▶ **To do**
Repeat the listing below in full, keeping each word as given.

● ● ● ● ● ● ●

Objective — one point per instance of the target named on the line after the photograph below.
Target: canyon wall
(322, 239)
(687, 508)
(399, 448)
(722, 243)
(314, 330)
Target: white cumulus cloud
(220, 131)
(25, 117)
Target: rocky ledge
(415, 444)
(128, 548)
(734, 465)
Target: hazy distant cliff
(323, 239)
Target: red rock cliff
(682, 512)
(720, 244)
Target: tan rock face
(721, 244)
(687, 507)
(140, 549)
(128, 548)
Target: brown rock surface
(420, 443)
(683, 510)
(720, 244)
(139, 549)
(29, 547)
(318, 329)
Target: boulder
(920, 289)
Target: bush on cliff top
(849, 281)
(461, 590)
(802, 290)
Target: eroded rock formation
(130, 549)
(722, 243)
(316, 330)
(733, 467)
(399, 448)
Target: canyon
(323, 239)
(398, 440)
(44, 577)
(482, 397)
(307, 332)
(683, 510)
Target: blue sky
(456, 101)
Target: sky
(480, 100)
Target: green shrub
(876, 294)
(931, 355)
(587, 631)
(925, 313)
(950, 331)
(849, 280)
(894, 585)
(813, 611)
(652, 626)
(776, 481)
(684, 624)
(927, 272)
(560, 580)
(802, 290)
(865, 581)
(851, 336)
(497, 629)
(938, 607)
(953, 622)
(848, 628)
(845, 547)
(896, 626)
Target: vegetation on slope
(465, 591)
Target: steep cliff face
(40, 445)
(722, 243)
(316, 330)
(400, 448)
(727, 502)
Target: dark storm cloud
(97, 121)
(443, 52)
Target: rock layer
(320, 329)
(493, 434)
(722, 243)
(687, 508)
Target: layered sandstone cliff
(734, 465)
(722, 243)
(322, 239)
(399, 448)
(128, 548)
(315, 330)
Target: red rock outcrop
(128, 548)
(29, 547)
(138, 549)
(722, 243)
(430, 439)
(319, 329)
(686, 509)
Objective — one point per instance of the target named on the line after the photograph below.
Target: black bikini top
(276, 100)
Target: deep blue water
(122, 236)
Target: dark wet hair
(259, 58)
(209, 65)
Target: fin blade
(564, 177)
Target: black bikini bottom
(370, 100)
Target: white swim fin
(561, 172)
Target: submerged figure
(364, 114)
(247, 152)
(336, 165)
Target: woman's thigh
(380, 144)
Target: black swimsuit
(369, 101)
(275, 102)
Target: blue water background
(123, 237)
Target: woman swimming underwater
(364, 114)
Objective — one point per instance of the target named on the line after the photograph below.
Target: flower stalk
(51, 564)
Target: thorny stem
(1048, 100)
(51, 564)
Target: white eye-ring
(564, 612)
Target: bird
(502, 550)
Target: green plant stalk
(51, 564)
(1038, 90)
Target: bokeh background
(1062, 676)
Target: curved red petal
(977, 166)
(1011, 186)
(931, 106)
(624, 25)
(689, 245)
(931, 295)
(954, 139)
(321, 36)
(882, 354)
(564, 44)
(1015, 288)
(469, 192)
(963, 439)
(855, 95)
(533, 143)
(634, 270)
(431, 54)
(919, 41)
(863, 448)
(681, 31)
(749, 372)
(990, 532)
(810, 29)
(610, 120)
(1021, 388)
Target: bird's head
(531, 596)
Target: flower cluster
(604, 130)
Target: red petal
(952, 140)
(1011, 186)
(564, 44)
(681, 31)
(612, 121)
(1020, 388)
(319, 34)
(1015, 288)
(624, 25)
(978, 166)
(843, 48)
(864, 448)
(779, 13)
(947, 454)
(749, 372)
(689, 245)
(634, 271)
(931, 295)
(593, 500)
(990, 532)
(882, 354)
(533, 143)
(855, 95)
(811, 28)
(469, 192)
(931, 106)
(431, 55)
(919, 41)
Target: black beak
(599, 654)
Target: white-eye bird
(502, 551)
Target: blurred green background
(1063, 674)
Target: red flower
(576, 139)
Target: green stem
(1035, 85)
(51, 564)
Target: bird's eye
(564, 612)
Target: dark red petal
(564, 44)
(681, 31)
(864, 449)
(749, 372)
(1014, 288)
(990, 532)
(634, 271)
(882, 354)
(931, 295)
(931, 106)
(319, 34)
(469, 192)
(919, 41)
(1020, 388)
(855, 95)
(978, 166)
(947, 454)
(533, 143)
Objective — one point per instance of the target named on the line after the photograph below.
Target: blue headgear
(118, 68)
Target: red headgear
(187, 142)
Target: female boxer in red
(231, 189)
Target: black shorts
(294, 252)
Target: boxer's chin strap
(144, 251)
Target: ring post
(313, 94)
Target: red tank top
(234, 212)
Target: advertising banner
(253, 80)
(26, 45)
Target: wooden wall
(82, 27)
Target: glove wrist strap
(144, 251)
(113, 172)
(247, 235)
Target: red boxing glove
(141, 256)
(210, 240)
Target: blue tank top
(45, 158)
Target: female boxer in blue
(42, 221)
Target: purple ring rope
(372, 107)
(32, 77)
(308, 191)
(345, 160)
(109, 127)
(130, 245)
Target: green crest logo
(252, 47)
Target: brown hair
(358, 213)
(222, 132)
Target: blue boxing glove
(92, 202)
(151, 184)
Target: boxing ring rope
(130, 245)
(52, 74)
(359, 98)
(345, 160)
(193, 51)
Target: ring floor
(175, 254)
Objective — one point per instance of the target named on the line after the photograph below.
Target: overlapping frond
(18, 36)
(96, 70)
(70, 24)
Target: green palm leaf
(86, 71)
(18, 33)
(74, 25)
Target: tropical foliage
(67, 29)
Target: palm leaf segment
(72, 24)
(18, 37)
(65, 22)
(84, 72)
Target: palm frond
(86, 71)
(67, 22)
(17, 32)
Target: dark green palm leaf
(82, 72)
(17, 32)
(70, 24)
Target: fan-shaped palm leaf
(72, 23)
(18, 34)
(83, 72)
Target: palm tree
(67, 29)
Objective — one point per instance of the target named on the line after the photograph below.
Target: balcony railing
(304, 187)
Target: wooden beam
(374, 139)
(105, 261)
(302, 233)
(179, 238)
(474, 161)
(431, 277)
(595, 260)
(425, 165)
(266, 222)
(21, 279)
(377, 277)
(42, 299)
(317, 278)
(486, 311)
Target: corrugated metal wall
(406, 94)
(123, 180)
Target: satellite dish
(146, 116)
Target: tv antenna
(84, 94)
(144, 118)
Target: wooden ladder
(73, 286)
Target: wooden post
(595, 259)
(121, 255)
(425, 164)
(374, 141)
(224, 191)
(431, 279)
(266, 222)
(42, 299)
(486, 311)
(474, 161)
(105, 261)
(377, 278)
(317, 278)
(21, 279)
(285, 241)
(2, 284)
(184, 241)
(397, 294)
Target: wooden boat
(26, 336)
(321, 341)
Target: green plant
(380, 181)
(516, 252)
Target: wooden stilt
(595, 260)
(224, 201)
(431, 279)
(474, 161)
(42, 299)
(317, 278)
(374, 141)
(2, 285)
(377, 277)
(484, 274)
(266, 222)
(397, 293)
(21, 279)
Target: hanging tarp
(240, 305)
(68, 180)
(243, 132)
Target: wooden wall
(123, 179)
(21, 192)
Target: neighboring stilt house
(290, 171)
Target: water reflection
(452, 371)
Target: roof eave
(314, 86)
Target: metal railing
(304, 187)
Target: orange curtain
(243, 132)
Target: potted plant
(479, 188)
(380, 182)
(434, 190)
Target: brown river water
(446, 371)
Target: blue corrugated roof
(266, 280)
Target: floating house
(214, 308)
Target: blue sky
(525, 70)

● ● ● ● ● ● ●

▶ **Written solution**
Objective — one point per instance of the target named on the line after the photograph below.
Target: canyon wall
(322, 239)
(687, 508)
(399, 448)
(722, 243)
(314, 330)
Target: white cumulus cloud
(220, 131)
(25, 117)
Target: rocky ledge
(415, 444)
(128, 548)
(734, 465)
Target: hazy distant cliff
(323, 239)
Target: red rock cliff
(682, 512)
(720, 244)
Target: tan rock face
(721, 244)
(687, 507)
(140, 549)
(128, 548)
Target: brown rock surface
(420, 443)
(683, 510)
(720, 244)
(139, 549)
(29, 547)
(318, 329)
Target: boulder
(920, 289)
Target: bush on cliff top
(849, 281)
(461, 590)
(802, 290)
Target: eroded rock formation
(130, 549)
(722, 243)
(316, 330)
(733, 467)
(399, 448)
Target: canyon
(323, 239)
(398, 440)
(44, 577)
(482, 397)
(307, 332)
(683, 510)
Target: blue sky
(456, 101)
Target: sky
(480, 100)
Target: green shrub
(876, 294)
(931, 355)
(587, 631)
(925, 313)
(950, 331)
(849, 280)
(894, 585)
(813, 611)
(652, 626)
(776, 481)
(684, 624)
(927, 272)
(560, 580)
(802, 290)
(865, 581)
(851, 336)
(497, 629)
(938, 607)
(953, 622)
(848, 628)
(845, 547)
(896, 626)
Target: vegetation on slope
(465, 591)
Target: steep cliff face
(40, 445)
(722, 243)
(316, 330)
(400, 448)
(727, 502)
Target: dark storm cloud
(97, 121)
(443, 52)
Target: rock layer
(320, 329)
(493, 434)
(722, 243)
(687, 508)
Target: layered sandstone cliff
(734, 465)
(722, 243)
(322, 239)
(399, 448)
(128, 548)
(315, 330)
Target: red rock outcrop
(128, 548)
(29, 547)
(138, 549)
(722, 243)
(430, 439)
(319, 329)
(686, 509)
Objective — one point per instance of the target named on the line after the photograph below.
Target: black bikini top
(276, 100)
Target: deep blue water
(122, 236)
Target: dark wet hair
(259, 58)
(209, 65)
Target: fin blade
(564, 177)
Target: black bikini bottom
(370, 100)
Target: white swim fin
(561, 172)
Target: submerged figure
(364, 114)
(247, 152)
(336, 165)
Target: woman's thigh
(380, 144)
Target: black swimsuit
(369, 101)
(275, 102)
Target: blue water background
(123, 237)
Target: woman swimming underwater
(364, 114)
Objective — one point per instance of the target named on the line after the photograph below.
Target: flower stalk
(51, 564)
Target: thorny stem
(1048, 100)
(51, 564)
Target: white eye-ring
(564, 612)
Target: bird
(502, 550)
Target: green plant stalk
(51, 564)
(1038, 90)
Target: bokeh background
(1062, 676)
Target: curved red petal
(977, 166)
(1011, 186)
(931, 106)
(624, 25)
(689, 245)
(931, 295)
(954, 139)
(321, 36)
(882, 354)
(564, 44)
(1015, 288)
(469, 192)
(963, 439)
(855, 95)
(533, 143)
(634, 270)
(431, 54)
(919, 41)
(863, 448)
(681, 31)
(749, 372)
(990, 532)
(810, 29)
(610, 120)
(1021, 388)
Target: bird's head
(531, 596)
Target: flower cluster
(604, 130)
Target: red petal
(952, 140)
(1011, 186)
(564, 44)
(681, 31)
(612, 121)
(1020, 388)
(319, 34)
(1015, 288)
(624, 25)
(978, 166)
(843, 48)
(864, 448)
(779, 13)
(947, 454)
(749, 372)
(689, 245)
(634, 271)
(931, 295)
(593, 500)
(990, 532)
(882, 354)
(533, 143)
(855, 95)
(811, 28)
(469, 192)
(931, 106)
(431, 55)
(919, 41)
Target: black beak
(599, 654)
Target: white-eye bird
(502, 551)
Target: blurred green background
(1063, 674)
Target: red flower
(576, 139)
Target: green stem
(1035, 85)
(51, 564)
Target: bird's eye
(564, 612)
Target: dark red petal
(564, 44)
(681, 31)
(864, 449)
(749, 372)
(1014, 288)
(990, 532)
(634, 271)
(882, 354)
(931, 295)
(931, 106)
(319, 34)
(469, 192)
(919, 41)
(1020, 388)
(855, 95)
(978, 166)
(947, 454)
(533, 143)
Objective — one point per instance of the target named on the line after the photograph below.
Target: blue headgear
(118, 68)
Target: red headgear
(187, 142)
Target: female boxer in red
(231, 189)
Target: black shorts
(294, 252)
Target: boxer's chin strap
(144, 251)
Target: ring post
(313, 94)
Target: red tank top
(234, 212)
Target: advertising banner
(253, 80)
(26, 45)
Target: wooden wall
(82, 27)
Target: glove wrist strap
(144, 251)
(113, 172)
(247, 235)
Target: red boxing glove
(141, 256)
(210, 240)
Target: blue tank top
(45, 158)
Target: female boxer in blue
(42, 221)
Target: purple ring rope
(372, 107)
(32, 77)
(308, 191)
(345, 160)
(109, 127)
(130, 245)
Target: green crest logo
(252, 47)
Target: brown hair
(358, 213)
(222, 132)
Target: blue boxing glove
(92, 202)
(151, 184)
Target: boxing ring rope
(130, 245)
(52, 74)
(359, 98)
(345, 160)
(193, 51)
Target: ring floor
(175, 254)
Objective — one point per instance of the target named on the line after the photograph below.
Target: overlapping frond
(18, 36)
(96, 70)
(70, 24)
Target: green palm leaf
(86, 71)
(18, 33)
(74, 25)
Target: tropical foliage
(67, 29)
Target: palm leaf segment
(72, 24)
(18, 37)
(65, 22)
(84, 72)
Target: palm frond
(86, 71)
(67, 22)
(17, 32)
Target: dark green palm leaf
(82, 72)
(17, 32)
(70, 24)
Target: fan-shaped palm leaf
(72, 23)
(18, 34)
(83, 72)
Target: palm tree
(67, 29)
Objective — one point per instance of the target named on the line after the photograph below.
Target: balcony railing
(304, 187)
Target: wooden beam
(374, 139)
(105, 261)
(302, 233)
(179, 238)
(474, 161)
(431, 277)
(595, 260)
(425, 165)
(266, 222)
(21, 279)
(377, 277)
(42, 299)
(317, 278)
(486, 311)
Target: corrugated metal wall
(406, 94)
(123, 180)
Target: satellite dish
(146, 116)
Target: tv antenna
(84, 94)
(144, 118)
Target: wooden ladder
(73, 286)
Target: wooden post
(595, 259)
(121, 255)
(425, 164)
(374, 141)
(224, 191)
(431, 279)
(266, 222)
(42, 299)
(486, 311)
(474, 161)
(105, 261)
(377, 278)
(317, 278)
(21, 279)
(285, 241)
(2, 284)
(184, 241)
(397, 294)
Target: wooden boat
(26, 336)
(321, 341)
Target: green plant
(380, 181)
(516, 252)
Target: wooden stilt
(595, 260)
(224, 201)
(431, 279)
(474, 161)
(42, 299)
(317, 278)
(374, 141)
(2, 285)
(377, 277)
(484, 274)
(266, 222)
(397, 293)
(21, 279)
Target: hanging tarp
(240, 305)
(68, 180)
(243, 132)
Target: wooden wall
(123, 179)
(21, 192)
Target: neighboring stilt house
(290, 171)
Target: water reflection
(452, 371)
Target: roof eave
(314, 86)
Target: metal railing
(304, 187)
Target: orange curtain
(243, 132)
Target: potted plant
(479, 188)
(380, 182)
(434, 190)
Target: brown river water
(446, 371)
Target: blue corrugated roof
(266, 280)
Target: floating house
(214, 308)
Target: blue sky
(525, 70)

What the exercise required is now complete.